◆ Task prompt ◆
Copy the data exactly; pictures stay out of the copy.

◆ Extracted entries ◆
------------------------------------------------
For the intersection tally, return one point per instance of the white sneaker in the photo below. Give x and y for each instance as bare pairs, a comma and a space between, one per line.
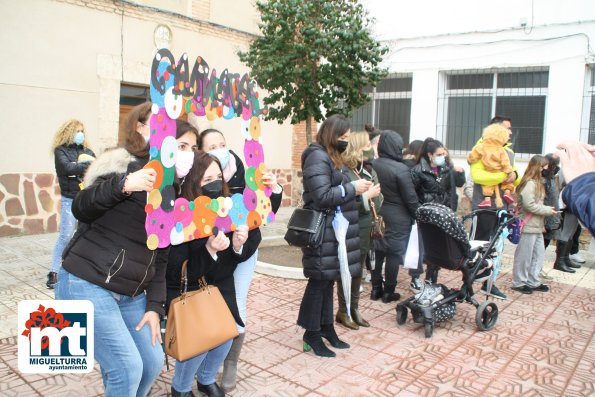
577, 258
415, 285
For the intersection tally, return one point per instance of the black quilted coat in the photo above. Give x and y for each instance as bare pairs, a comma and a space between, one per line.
322, 191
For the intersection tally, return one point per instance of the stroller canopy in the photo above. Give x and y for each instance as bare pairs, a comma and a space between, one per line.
444, 218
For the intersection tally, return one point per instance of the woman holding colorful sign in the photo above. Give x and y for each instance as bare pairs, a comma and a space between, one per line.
234, 174
108, 263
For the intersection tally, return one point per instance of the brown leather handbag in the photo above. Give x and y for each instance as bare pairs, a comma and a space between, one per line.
377, 232
197, 321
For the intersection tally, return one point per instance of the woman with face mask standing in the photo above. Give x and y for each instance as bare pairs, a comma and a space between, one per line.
357, 159
327, 187
398, 210
213, 142
108, 263
433, 178
72, 157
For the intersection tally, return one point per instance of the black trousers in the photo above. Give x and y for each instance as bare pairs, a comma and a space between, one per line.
317, 305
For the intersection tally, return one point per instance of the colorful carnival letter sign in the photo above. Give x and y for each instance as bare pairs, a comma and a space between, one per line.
175, 90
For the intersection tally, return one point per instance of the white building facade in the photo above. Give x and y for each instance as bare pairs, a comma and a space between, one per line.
454, 66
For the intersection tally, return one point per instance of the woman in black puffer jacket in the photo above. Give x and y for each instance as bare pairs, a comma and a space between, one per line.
108, 263
435, 181
398, 210
326, 187
432, 175
72, 157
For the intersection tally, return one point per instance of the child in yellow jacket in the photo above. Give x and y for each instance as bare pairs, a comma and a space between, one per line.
494, 157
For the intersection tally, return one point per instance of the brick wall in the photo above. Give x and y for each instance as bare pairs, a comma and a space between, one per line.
201, 9
29, 204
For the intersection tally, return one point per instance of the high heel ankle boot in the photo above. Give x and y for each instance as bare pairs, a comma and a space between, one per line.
175, 393
328, 332
376, 291
561, 263
313, 341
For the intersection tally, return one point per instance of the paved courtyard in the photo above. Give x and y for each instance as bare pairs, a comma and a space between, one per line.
543, 343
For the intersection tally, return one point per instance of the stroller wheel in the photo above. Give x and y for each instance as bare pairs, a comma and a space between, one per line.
401, 315
428, 329
486, 316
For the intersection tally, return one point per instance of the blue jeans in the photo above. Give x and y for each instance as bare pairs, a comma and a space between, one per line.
67, 227
242, 277
204, 366
128, 360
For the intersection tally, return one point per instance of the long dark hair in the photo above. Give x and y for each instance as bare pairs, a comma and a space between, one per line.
533, 173
190, 188
132, 141
328, 135
429, 146
414, 149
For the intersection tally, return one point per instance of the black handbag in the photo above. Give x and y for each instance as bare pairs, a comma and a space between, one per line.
306, 228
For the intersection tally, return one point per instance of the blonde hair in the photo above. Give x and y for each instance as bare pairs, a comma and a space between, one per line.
357, 141
65, 134
533, 173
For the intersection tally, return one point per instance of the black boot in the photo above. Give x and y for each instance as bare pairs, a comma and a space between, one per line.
212, 390
328, 332
175, 393
566, 257
230, 365
376, 290
562, 249
313, 341
389, 294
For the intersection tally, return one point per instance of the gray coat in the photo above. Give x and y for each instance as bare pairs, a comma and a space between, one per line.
322, 191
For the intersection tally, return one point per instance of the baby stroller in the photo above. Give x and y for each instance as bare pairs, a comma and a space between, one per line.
446, 245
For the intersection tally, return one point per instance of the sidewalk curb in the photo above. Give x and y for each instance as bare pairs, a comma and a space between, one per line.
268, 269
------------------------------------------------
◆ Exercise output ◆
For the intersection tally, return one point per instance of the white sneaker in the photo below. Give x and y for each instance as bare pairs, a comma and a space between, one per line.
577, 258
415, 285
For the intersection tally, return one point per instance of the black quilted coat in the photo above. Give x and y for each instance as bare pairs, a comma and a space between, one per line.
322, 191
For the intersection tally, return one point per instance of the stroller canopy in the photo above. Give x and y for each instance as bare pairs, a comma and a space between, one per line.
444, 218
For the intersection tally, return one point per instance of the woman holding colorful sign in the photo above. Give x and y for each instance as bare pairs, a comma and a space between, one per line.
234, 174
108, 263
For the intersection tally, return one point per instance of the brown leather handbag in the photo above. Give x and y for each instance as bare pairs, a comma and a space between, one per line.
377, 232
197, 321
For the intersection tally, return one point per instance of the woman with face mask standing in the photo above. Give x and y for each instance as bare pairs, a comma and a space between, one per line.
357, 159
327, 187
398, 210
213, 142
108, 263
433, 178
72, 157
For the intersection tally, return one point per instance of the black trousers in the photo above. Give x and y for each instance as bare pairs, a comma and a space between, one per line.
317, 305
For the intersection tally, return one point per instance of the colorful carnival letter sign in the photo above. Give x and y for each instance as bare pairs, a comma and a space between, one per line.
175, 90
For the intersection tally, return one point per instance of the white building facade in the photo above. Give x and y for each instance as bare pairs, a comma and a space between, one per line.
454, 66
For the intersection tally, return one point per instance of the woman in black puffer jacket in the photo above. Give x and y for each instance as bare pairs, a comma and a space between, one per line.
108, 263
435, 181
398, 210
326, 187
432, 175
72, 157
For the intersection tally, return one point per instance of the child in yellow jacket in the photo above. Give x and y for each instance as bare pairs, a comma and a space between, one per line.
494, 157
For the intersection tally, return one point per instance of the brick wall in the photo above. Give x and y for each instance as bare pairs, a comma and a space between, one per line.
201, 9
29, 204
For the intersection tally, return one point per instance of the high heel ankle boot in the photo above. Give x and y for each instance as bare pairs, a comma and a space between, one per line.
175, 393
328, 332
376, 291
561, 263
313, 341
For the intersection tally, return one point per instance of the paved courtyard in the photo above. Give x and y for each instance as bare pairs, a comma and a space between, one per line.
543, 343
For the intersection tally, return one point per instance of the stroller wheel in the photo above. Give x and y for each instance as bare pairs, a comma and a space between, one per line.
401, 315
428, 329
486, 316
For the intersection tally, return one point per instance of the blue jeans in the photo above. Give x and y for each instance as bare pairs, a comma and a space between, one per line.
67, 227
242, 277
204, 366
128, 360
For the intersection tally, return one point per instance of the long dark hair in the photo above. Give x and y for each instance as bare pairs, a comma and a space between, one per line.
533, 173
190, 188
132, 141
328, 135
429, 146
414, 149
For the intersection tally, return one point per instance of the black handbag in the photo above. Give x and y for each instance as bare pairs, a comma and a space between, one per line.
306, 228
For the intersection tally, return one point per instance of the blonde hair in the photo above. Give x and y for each instance as bare pairs, a comma and a space between, one per line.
357, 141
65, 134
533, 173
For the intersection tally, return one point per instance of the black boot in the photo above. Give x and y for each instance as bare pairs, a comma and a space between, one per line.
212, 390
328, 332
175, 393
566, 257
230, 365
376, 290
562, 249
313, 341
389, 294
For the intersection tally, return one point per instance of the gray coat in the photo above. Give x and y for each instance as bare pairs, a comma and a space between, one per line.
322, 191
For the intersection tally, return one point per instance of the baby stroller in the photo above. Give x and y for each instance as bare pairs, a comma and a space between, one per line.
446, 245
For the intersection tally, return one point per instance of the sidewalk curb in the photo above. Give x and y for each instance as bare pairs, a comma and a space between, one per line.
268, 269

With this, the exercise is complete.